### What is expected
Swap "evergreen tree" for "pine tree" in the rows below, and leave every other part as it is.

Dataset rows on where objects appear
"""

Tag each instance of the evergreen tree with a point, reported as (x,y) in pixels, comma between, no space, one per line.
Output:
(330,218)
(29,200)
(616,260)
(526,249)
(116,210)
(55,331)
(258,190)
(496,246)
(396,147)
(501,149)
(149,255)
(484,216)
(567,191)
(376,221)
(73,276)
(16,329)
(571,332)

"""

### Solved exercise
Tag each instance of the pine tree with a point, reported as (x,y) in pixels, comma between, no space, one per line.
Output:
(330,218)
(29,200)
(616,260)
(526,249)
(116,210)
(55,331)
(258,190)
(496,246)
(396,147)
(501,149)
(149,255)
(484,216)
(567,191)
(376,221)
(73,276)
(16,329)
(571,332)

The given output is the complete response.